Region annotation entries:
════════
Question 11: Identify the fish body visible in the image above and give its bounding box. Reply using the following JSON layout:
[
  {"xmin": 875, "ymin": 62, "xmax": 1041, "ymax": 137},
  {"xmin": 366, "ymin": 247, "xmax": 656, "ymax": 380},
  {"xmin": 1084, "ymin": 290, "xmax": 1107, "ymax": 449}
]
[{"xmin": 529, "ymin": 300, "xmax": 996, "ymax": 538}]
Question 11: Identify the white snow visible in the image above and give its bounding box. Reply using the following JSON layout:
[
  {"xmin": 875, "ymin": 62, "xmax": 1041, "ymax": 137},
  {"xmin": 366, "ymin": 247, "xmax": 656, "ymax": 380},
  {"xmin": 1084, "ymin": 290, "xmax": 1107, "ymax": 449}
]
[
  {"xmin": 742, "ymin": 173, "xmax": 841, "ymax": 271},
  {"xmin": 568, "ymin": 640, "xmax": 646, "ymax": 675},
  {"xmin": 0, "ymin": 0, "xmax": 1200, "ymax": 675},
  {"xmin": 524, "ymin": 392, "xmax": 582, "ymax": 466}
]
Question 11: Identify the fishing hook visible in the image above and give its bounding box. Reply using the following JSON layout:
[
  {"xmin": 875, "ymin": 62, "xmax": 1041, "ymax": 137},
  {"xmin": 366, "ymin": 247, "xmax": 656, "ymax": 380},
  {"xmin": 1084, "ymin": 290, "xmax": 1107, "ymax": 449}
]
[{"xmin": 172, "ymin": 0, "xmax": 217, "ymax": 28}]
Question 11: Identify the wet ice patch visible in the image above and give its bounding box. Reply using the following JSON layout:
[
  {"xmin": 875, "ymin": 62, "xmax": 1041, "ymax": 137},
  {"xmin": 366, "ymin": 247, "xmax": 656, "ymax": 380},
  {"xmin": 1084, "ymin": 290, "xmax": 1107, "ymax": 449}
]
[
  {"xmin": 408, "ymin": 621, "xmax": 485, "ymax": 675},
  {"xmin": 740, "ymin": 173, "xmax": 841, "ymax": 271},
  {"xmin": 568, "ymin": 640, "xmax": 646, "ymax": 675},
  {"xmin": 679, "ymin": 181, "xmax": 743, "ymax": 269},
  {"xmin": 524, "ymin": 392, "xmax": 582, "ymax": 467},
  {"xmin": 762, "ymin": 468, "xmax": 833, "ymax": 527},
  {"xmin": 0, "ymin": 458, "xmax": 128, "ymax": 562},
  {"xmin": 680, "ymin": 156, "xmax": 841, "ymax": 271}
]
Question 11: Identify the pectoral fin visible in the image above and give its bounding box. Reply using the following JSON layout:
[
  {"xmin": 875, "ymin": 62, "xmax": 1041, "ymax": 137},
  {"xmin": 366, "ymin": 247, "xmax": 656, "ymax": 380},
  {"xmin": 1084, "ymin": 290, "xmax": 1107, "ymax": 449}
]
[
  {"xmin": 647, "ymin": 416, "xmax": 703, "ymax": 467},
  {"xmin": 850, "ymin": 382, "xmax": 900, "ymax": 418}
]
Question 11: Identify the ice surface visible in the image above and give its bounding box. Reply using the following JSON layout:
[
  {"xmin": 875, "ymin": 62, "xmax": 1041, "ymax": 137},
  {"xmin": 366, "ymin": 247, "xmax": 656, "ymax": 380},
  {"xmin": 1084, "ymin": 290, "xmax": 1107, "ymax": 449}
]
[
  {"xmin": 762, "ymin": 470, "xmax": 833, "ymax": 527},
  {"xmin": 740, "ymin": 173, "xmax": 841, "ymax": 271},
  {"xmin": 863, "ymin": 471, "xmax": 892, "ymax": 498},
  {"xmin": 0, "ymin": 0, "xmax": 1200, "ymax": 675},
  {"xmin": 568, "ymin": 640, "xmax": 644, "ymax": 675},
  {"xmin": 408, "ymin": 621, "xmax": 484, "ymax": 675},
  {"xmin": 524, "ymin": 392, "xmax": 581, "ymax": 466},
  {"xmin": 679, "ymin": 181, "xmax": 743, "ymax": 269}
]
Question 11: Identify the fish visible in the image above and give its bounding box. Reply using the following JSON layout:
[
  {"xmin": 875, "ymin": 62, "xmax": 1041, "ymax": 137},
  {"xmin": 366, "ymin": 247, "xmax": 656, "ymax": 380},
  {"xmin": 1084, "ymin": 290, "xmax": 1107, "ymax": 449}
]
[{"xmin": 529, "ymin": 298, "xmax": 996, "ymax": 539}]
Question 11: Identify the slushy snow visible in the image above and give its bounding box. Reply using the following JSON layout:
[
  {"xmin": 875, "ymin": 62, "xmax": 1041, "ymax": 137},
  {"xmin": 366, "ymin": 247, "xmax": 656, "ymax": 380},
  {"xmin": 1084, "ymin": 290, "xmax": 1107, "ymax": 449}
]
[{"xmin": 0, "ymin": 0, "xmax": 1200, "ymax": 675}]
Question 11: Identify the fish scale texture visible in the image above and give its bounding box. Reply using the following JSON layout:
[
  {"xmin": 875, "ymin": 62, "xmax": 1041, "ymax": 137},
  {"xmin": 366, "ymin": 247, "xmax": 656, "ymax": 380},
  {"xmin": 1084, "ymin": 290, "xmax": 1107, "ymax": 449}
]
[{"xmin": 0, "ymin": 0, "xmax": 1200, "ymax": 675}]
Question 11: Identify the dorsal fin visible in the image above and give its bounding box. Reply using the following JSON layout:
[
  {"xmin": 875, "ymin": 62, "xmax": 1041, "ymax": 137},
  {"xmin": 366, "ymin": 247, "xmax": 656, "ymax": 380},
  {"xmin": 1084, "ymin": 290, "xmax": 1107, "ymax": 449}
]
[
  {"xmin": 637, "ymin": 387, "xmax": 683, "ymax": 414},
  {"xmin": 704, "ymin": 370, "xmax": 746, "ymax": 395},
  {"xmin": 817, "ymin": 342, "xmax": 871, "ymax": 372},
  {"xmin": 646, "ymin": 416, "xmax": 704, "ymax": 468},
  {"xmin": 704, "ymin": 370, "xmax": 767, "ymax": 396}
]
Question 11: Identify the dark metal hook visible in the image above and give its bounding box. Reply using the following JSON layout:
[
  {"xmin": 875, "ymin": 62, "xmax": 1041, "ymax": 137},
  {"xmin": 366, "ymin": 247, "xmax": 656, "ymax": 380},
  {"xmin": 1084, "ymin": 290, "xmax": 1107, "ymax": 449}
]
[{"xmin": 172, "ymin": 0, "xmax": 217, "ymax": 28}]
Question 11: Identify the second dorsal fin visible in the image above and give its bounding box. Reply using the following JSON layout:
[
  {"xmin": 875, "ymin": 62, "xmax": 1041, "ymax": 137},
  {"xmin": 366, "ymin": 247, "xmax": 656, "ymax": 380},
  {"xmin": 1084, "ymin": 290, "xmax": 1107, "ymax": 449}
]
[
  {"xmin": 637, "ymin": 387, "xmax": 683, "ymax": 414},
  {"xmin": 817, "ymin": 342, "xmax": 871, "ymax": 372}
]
════════
## GIVEN REQUEST
Please count how many lines in the rows above contain the string "hook". Reply with the number alone.

## THE ANSWER
2